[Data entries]
_____
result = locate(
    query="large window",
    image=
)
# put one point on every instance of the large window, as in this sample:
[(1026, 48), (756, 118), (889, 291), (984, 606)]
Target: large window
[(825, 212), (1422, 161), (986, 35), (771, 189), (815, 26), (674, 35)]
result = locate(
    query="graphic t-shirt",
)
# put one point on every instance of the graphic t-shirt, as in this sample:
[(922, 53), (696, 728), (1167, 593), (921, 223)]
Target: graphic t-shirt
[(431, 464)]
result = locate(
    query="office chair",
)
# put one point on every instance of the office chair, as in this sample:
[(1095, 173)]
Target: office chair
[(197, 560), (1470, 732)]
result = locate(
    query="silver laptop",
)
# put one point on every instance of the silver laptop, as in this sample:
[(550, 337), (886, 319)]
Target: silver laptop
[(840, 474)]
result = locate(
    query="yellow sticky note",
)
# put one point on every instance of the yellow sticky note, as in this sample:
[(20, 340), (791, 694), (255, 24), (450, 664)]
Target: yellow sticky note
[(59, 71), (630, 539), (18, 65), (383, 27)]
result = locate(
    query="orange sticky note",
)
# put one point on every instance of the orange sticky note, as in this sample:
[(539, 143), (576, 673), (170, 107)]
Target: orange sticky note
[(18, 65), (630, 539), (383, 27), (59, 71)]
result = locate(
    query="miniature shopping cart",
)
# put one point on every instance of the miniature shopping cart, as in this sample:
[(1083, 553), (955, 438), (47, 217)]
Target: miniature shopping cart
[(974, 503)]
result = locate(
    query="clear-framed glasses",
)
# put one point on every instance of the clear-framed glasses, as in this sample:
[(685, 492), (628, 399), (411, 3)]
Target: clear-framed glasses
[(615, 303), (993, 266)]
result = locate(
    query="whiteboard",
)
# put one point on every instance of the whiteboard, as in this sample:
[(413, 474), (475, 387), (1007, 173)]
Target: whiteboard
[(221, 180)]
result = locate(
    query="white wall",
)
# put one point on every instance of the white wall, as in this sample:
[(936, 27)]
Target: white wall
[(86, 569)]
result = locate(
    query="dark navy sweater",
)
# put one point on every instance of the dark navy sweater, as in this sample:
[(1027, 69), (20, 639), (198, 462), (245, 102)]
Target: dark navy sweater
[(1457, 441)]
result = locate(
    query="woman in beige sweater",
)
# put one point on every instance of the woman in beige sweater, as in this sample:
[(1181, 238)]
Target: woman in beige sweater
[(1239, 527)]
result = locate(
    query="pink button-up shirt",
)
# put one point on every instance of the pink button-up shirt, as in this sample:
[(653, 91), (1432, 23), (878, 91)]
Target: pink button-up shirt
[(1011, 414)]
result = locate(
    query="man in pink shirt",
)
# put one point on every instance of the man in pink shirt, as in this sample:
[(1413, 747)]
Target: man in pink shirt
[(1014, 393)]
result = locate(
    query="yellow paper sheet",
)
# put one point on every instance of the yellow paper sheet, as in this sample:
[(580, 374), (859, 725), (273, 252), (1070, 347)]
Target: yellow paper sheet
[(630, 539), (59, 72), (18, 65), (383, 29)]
_____
Work to be completed ::
Please give back all of the data exactly as it appears.

Result of this task ::
result = locate(
    query="large window",
    image=
)
# put one point on every instance of the large window, as in this sample:
[(1026, 48), (756, 118), (889, 291), (984, 606)]
Target: large window
[(825, 212), (1422, 161), (986, 35), (771, 189), (815, 26), (674, 35)]
result = locate(
    query="graphic t-shirt",
)
# put one point on every instance of the graphic t-shirt, as in this sample:
[(922, 53), (696, 728), (1167, 593), (921, 223)]
Target: graphic t-shirt
[(431, 464)]
result = locate(
    query="office chair",
)
# put one point on every instance of the office chair, as in this sample:
[(1095, 173)]
Target: office chair
[(197, 560), (1470, 732)]
result = locate(
    query="silver laptop",
)
# put one point on every instance of the silver laptop, as in this sample:
[(550, 337), (886, 319)]
Target: silver laptop
[(840, 474)]
result = locate(
    query="yellow sticky note",
)
# put one point on every instance of the yellow sticky note, as in this sample:
[(20, 340), (791, 694), (255, 24), (450, 664)]
Target: yellow sticky note
[(59, 71), (630, 539), (18, 65), (383, 27)]
result = locate(
    query="orange sticky note",
)
# put one point on every instance of the orange sticky note, as in this sample:
[(539, 143), (576, 673), (170, 107)]
Target: orange sticky note
[(18, 65), (630, 539), (383, 27), (59, 71)]
result = locate(
    query="miniature shopping cart",
)
# put one point on every instance of the miniature shopping cart, as in this sample:
[(1083, 553), (955, 438), (47, 217)]
Target: miniature shopping cart
[(974, 503)]
result = locate(
    query="clear-framed glasses",
)
# put one point on every instance of the clear-framed glasses, as in this sample:
[(685, 492), (628, 399), (411, 3)]
Target: clear-framed glasses
[(615, 303), (993, 266)]
result = locate(
    query="whiteboard",
)
# put one point on every instance of the whiteboard, as in this sample:
[(413, 474), (475, 387), (1007, 173)]
Target: whiteboard
[(221, 180)]
result = locate(
    query="white wall",
)
# put one point on every instance of the white wall, as in this sample:
[(936, 27)]
Target: white wall
[(86, 569)]
result = locate(
    query="dark navy sweater",
)
# put one point on every instance of the dark navy sweater, as in this sample:
[(1027, 69), (20, 639), (198, 462), (245, 102)]
Target: dark navy sweater
[(1457, 441)]
result = locate(
    query="woman in beige sweater",
)
# put one point on every instance of the woman in beige sweater, as in this sample:
[(1181, 238)]
Target: woman in beige sweater
[(1239, 527)]
result = locate(
    query="pink button-up shirt",
)
# put one point on every instance of the pink button-up shirt, as in this sample:
[(653, 91), (1432, 23), (878, 91)]
Target: pink button-up shirt
[(1011, 414)]
result = locate(
    query="man in pink shirt",
)
# put one point on every instance of the man in pink shirt, as in this sample:
[(1413, 747)]
Target: man in pink shirt
[(1014, 393)]
result = locate(
    query="yellow paper sheet",
)
# put one point on every instance of the yellow paper sheet, as in this sample:
[(580, 374), (859, 725), (273, 252), (1070, 347)]
Target: yellow paper sheet
[(630, 539), (59, 72), (18, 65), (383, 29)]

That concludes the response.